==== Material provided

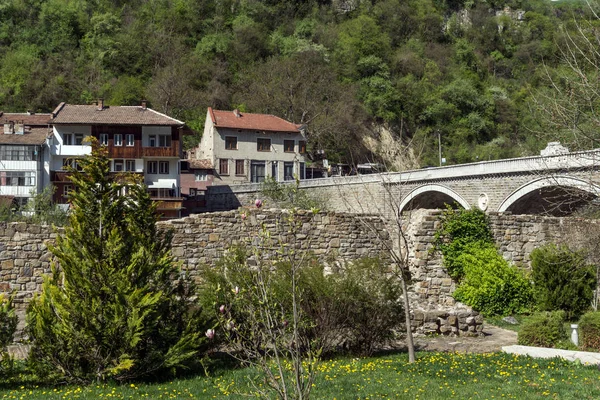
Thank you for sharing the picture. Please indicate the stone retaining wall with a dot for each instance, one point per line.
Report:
(202, 239)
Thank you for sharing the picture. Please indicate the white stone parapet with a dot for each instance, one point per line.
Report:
(584, 357)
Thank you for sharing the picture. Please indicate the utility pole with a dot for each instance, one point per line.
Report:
(440, 146)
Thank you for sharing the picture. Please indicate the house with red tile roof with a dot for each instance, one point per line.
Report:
(139, 140)
(245, 147)
(24, 156)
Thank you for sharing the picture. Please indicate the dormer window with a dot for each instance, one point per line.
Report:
(230, 142)
(263, 144)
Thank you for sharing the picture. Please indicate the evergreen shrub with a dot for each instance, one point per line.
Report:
(458, 230)
(115, 305)
(562, 280)
(589, 331)
(544, 329)
(490, 285)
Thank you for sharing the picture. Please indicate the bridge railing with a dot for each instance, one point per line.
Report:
(568, 161)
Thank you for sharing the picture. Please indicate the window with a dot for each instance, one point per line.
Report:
(263, 144)
(275, 170)
(152, 167)
(18, 153)
(71, 163)
(257, 171)
(164, 140)
(224, 166)
(288, 171)
(130, 165)
(302, 146)
(17, 178)
(201, 176)
(230, 142)
(288, 146)
(239, 167)
(118, 165)
(163, 167)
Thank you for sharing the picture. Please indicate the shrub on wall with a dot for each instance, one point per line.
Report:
(458, 230)
(8, 326)
(490, 284)
(589, 331)
(357, 308)
(544, 329)
(562, 280)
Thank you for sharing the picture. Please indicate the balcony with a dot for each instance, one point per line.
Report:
(74, 150)
(152, 152)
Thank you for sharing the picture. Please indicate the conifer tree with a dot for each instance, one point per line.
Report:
(114, 306)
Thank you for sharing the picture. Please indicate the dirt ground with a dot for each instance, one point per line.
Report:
(492, 341)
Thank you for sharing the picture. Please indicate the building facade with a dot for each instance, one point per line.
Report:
(24, 156)
(245, 147)
(139, 140)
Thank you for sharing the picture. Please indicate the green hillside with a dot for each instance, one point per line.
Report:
(373, 80)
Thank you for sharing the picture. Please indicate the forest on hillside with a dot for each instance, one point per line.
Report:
(373, 80)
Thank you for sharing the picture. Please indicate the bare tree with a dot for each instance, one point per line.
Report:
(366, 202)
(568, 107)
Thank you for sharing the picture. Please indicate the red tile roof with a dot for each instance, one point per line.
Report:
(257, 122)
(200, 164)
(110, 115)
(25, 118)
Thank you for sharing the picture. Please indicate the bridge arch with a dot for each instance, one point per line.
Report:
(432, 196)
(553, 195)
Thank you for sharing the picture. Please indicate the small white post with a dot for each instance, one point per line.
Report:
(574, 334)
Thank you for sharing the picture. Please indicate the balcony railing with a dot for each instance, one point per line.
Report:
(173, 151)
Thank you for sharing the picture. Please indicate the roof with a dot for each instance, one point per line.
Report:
(26, 118)
(200, 164)
(115, 115)
(260, 122)
(31, 137)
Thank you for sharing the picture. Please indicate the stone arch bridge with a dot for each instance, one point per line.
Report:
(555, 185)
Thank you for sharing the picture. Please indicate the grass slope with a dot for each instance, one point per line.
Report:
(433, 376)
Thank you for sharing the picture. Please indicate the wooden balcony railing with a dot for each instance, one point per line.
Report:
(172, 151)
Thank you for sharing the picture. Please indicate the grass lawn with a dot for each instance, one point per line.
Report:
(433, 376)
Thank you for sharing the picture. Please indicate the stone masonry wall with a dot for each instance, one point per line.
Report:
(202, 239)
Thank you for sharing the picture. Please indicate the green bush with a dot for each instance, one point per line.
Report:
(114, 309)
(8, 326)
(589, 331)
(357, 308)
(544, 329)
(458, 230)
(289, 195)
(562, 280)
(490, 284)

========

--- How to complete this task ---
Among the lines of the entries, count those containing the string "tree" and give only the number.

--- Solution to this exercise ---
2